> **Input**

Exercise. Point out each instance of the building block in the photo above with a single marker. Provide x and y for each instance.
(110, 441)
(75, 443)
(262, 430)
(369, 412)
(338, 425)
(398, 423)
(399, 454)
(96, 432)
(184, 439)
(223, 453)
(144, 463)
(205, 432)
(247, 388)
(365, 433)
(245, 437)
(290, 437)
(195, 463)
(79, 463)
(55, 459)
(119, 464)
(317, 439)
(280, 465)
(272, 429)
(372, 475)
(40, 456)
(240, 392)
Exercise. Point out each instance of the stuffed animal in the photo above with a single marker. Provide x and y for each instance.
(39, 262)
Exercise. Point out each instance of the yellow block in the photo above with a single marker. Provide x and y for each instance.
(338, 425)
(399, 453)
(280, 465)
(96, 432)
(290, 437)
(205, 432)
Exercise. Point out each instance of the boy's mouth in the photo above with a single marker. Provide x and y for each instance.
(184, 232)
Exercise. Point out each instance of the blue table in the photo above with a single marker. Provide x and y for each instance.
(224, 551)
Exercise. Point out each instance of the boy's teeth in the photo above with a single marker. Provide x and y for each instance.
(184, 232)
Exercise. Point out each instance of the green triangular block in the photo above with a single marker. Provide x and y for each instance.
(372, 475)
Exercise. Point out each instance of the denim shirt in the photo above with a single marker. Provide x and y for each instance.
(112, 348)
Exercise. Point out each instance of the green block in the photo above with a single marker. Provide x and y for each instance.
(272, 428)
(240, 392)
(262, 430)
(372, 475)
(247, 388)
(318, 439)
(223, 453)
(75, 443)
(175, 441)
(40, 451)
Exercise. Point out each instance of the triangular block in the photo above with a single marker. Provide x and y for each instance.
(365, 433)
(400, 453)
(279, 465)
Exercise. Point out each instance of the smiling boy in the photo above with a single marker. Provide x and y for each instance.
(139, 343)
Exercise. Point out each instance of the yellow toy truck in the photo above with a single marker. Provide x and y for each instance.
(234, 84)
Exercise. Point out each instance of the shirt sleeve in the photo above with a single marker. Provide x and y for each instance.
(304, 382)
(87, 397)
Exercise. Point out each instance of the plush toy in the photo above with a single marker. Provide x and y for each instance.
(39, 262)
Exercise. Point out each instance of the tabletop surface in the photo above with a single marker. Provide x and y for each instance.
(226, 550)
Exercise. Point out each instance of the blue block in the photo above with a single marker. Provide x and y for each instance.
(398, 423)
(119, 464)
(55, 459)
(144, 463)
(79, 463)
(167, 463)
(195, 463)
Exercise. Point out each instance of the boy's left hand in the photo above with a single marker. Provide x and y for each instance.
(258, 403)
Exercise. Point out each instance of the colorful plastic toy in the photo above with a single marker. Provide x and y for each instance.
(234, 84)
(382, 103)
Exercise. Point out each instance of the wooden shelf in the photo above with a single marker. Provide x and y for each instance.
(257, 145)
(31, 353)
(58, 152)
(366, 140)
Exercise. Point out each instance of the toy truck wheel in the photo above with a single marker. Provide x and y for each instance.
...
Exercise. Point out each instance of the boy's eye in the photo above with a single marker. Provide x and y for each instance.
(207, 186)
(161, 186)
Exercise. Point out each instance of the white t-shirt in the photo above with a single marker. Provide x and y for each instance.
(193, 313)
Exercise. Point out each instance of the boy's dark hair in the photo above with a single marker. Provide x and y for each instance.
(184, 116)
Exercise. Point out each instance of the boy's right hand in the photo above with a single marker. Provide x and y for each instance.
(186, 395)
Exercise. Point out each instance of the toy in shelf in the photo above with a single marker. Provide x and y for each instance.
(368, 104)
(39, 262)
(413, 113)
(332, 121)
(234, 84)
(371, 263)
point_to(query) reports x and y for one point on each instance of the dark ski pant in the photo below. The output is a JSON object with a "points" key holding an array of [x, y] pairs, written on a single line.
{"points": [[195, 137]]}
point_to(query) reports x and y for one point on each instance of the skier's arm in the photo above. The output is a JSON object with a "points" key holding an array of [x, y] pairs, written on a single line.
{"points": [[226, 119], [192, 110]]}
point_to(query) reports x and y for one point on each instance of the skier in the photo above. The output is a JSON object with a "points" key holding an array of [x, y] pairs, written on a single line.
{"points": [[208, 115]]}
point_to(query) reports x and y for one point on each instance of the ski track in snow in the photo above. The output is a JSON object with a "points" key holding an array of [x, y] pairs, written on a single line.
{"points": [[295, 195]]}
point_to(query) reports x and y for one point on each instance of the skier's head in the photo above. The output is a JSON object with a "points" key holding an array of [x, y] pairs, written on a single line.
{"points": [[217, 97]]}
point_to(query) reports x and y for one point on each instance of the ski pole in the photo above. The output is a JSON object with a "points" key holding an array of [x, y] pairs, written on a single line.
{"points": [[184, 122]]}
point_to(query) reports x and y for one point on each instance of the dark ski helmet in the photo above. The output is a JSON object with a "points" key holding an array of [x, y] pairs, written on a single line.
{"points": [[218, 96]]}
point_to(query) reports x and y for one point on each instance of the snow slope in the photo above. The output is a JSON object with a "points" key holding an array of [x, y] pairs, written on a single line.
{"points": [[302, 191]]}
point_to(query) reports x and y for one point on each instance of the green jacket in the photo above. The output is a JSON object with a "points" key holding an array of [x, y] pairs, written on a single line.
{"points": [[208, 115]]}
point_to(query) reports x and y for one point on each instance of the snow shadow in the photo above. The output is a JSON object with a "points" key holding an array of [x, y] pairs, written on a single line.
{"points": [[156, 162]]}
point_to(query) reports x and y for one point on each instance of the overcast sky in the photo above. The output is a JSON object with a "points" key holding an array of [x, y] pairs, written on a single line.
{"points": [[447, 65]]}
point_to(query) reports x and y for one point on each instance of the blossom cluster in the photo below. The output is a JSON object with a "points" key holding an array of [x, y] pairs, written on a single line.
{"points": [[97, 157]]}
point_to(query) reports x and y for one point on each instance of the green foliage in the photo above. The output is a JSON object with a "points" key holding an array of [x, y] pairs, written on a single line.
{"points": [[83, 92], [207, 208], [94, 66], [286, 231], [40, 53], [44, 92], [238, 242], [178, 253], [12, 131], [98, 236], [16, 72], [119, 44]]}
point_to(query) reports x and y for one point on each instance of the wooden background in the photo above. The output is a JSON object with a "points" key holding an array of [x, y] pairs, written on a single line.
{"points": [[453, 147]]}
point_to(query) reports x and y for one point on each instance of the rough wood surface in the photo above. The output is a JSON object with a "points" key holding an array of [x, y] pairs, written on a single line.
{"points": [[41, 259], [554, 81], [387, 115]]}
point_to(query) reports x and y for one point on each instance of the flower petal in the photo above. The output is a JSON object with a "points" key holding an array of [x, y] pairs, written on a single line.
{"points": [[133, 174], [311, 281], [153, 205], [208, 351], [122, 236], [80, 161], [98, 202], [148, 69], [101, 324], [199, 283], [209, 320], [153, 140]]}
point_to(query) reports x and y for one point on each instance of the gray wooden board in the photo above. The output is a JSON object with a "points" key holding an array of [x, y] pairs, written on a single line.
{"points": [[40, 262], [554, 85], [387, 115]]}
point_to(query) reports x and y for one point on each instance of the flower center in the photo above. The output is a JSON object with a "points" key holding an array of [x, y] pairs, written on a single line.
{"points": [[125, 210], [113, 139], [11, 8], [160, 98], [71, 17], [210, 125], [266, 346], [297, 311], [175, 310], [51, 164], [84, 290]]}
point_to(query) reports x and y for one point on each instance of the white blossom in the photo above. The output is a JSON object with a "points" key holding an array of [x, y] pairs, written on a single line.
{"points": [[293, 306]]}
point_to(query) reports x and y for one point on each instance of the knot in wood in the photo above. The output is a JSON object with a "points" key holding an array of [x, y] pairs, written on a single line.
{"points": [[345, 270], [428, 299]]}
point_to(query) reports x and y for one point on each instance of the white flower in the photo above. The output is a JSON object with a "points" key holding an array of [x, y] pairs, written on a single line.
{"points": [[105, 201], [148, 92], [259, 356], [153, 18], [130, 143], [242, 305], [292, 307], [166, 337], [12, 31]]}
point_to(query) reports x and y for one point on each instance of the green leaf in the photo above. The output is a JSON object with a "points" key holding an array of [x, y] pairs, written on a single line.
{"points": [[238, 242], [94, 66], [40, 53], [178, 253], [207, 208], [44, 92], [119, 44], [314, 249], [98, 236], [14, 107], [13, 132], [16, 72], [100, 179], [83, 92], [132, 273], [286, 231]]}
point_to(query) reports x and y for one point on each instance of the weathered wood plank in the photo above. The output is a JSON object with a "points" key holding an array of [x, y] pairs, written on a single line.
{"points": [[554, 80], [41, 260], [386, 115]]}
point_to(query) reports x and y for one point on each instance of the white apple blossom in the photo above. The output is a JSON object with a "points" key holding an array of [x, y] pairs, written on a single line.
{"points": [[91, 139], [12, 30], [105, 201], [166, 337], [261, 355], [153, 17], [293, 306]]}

> **Objective**
Report every line of the data above that contains the word "white", copying each one in full. Case counts.

> **The reply**
Exercise. Point out each instance of the white t-shirt in the photo above with a single marker. Provide x and y for each instance.
point_to(query) reports x and y for one point on each instance of the white blossom in the photo above. The output is a JSON object with a "points" key holding an array of [x, y] pairs, written on a single line.
point_to(query) reports x and y for one point on each instance of the white flower in the photo above. The output is a JSON object with a "points" key holding an array of [x, y] pairs, written on a single line.
point_to(query) reports x and y for one point on each instance of the white apple blossom in the photo above. The output is a JSON object with a "points" key holding an array of [x, y] pairs, written on a single line.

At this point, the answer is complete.